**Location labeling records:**
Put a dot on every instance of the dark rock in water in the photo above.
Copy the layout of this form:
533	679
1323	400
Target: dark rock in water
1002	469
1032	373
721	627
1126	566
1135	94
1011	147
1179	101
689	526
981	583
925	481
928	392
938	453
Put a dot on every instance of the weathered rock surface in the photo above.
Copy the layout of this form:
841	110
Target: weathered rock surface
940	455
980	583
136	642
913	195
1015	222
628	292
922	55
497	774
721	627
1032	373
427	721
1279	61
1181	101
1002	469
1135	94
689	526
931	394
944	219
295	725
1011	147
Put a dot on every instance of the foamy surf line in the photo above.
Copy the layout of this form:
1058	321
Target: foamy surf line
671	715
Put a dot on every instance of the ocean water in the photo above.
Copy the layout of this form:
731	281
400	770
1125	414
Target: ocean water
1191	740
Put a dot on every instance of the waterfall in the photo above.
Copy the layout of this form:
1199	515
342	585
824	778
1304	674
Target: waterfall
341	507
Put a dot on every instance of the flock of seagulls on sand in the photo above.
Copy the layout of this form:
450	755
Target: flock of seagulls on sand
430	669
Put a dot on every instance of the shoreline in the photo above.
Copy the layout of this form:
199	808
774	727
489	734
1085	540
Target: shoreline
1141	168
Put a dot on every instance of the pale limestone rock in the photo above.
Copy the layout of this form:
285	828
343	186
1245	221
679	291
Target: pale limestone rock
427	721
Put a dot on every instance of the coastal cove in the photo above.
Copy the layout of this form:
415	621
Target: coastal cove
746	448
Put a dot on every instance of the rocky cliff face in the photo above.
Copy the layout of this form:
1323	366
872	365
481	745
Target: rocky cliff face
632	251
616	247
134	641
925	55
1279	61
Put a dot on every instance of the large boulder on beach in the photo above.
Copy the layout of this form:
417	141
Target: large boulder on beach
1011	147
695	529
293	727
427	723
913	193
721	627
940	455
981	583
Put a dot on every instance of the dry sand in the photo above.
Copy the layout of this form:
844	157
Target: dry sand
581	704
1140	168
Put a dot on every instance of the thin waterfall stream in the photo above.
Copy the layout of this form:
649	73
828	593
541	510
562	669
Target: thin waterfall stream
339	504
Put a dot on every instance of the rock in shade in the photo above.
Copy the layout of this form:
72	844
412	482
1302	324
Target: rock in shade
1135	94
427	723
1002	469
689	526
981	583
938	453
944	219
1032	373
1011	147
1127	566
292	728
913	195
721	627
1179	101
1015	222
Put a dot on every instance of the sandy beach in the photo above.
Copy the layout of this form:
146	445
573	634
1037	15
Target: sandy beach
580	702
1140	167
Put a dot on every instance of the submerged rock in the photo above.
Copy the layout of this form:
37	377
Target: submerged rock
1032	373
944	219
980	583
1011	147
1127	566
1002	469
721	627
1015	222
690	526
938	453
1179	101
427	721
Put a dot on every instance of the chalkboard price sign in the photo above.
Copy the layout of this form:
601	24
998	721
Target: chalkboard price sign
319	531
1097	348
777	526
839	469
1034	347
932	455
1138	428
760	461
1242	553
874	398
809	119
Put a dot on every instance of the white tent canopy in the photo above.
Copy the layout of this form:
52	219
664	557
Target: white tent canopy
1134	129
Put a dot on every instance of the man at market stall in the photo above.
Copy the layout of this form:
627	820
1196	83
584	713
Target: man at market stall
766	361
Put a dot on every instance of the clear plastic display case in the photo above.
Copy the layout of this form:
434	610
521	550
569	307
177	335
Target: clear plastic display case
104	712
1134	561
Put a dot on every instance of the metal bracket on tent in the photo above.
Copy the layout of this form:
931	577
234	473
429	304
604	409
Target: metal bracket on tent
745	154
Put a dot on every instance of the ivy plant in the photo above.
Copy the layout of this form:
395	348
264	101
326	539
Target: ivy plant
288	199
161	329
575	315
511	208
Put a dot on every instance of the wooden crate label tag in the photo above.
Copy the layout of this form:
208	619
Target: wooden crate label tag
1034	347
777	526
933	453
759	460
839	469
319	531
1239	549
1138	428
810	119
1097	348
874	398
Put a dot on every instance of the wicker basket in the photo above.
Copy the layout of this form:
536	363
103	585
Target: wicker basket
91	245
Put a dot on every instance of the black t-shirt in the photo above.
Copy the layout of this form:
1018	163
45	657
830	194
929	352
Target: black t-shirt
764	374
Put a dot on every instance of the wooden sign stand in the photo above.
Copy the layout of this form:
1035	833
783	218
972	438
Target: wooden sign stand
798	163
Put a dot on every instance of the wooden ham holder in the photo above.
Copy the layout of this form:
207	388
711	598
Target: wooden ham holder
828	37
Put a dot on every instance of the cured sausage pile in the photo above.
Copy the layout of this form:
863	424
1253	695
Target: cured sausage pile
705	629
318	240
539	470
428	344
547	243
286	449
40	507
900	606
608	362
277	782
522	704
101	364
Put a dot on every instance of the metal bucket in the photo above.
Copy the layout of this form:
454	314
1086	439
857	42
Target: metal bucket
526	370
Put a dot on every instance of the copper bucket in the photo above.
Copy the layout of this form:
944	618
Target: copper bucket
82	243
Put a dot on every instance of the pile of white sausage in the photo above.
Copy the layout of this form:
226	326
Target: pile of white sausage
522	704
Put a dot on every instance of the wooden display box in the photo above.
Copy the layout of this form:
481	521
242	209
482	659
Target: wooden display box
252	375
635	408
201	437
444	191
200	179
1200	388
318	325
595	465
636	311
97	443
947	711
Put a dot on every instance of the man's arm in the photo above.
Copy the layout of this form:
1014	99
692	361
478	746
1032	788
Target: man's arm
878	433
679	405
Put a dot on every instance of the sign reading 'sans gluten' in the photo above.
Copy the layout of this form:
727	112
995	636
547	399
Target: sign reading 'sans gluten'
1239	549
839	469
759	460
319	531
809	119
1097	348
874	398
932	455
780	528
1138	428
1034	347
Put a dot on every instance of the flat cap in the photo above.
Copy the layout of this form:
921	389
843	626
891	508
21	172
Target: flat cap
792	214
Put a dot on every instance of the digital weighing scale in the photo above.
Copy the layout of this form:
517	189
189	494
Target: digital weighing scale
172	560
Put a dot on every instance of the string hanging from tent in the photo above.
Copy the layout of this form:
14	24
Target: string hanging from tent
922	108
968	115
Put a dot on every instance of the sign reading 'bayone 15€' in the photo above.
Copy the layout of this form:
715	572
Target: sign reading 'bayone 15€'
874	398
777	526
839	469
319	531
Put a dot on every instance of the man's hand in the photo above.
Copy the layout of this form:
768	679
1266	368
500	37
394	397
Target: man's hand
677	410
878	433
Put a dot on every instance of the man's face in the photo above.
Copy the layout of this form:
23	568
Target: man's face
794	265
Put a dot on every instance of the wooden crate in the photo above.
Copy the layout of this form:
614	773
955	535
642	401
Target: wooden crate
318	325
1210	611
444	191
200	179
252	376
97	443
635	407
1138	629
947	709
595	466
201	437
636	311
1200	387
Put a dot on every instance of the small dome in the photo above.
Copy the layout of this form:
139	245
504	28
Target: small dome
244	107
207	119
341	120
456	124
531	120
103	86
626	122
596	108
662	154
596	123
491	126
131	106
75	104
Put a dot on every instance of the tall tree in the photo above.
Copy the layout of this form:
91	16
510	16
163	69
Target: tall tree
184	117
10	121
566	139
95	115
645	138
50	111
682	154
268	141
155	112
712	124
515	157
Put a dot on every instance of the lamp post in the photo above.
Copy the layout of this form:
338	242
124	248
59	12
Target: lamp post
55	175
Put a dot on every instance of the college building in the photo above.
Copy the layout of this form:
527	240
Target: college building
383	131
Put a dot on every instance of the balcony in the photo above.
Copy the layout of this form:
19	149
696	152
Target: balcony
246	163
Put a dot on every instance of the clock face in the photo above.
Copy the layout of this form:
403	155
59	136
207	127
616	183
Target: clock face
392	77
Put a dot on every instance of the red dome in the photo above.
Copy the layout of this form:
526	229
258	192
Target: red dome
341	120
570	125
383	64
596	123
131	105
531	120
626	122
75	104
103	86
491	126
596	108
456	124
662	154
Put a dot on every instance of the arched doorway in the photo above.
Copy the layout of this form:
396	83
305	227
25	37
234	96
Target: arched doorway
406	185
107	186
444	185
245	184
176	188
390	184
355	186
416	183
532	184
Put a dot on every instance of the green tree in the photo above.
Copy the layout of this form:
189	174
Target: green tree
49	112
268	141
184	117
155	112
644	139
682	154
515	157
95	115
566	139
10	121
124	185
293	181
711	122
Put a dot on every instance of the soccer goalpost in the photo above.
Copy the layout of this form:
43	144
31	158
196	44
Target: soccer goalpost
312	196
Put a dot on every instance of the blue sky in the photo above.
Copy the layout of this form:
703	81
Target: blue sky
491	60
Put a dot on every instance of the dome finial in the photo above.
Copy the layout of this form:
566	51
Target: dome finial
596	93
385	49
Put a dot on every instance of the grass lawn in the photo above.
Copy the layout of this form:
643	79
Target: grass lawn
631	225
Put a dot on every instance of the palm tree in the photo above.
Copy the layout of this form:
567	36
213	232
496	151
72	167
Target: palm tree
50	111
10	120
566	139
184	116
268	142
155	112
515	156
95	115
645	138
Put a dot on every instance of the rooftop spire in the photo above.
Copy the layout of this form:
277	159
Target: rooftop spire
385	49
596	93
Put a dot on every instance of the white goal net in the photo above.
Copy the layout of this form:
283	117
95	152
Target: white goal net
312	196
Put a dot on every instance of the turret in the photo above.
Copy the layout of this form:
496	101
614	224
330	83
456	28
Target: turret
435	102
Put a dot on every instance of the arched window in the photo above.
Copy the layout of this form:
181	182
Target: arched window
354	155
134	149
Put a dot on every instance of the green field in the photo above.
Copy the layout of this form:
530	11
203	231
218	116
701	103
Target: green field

**Job:** Nothing but the lines from the line with "Put a dot on every instance of the white goal" to the last line of the listing above should appear; please retype them exactly, both ends included.

**Expected answer:**
Put a dot on every instance of the white goal net in the photo above.
Copy the layout of this form:
283	117
95	152
Target: white goal net
312	196
Put a dot on every instance of the turret in the photo above.
Copy the layout of this form:
496	101
614	224
330	83
456	28
Target: turret
435	102
Put a dot on every instance of the arched window in the photo above.
Copy the layout of this form:
181	182
Target: arched window
354	155
134	149
Put a dot on every instance of the green field in the photo above.
Copy the layout of this form:
530	11
203	231
218	116
701	103
Target: green field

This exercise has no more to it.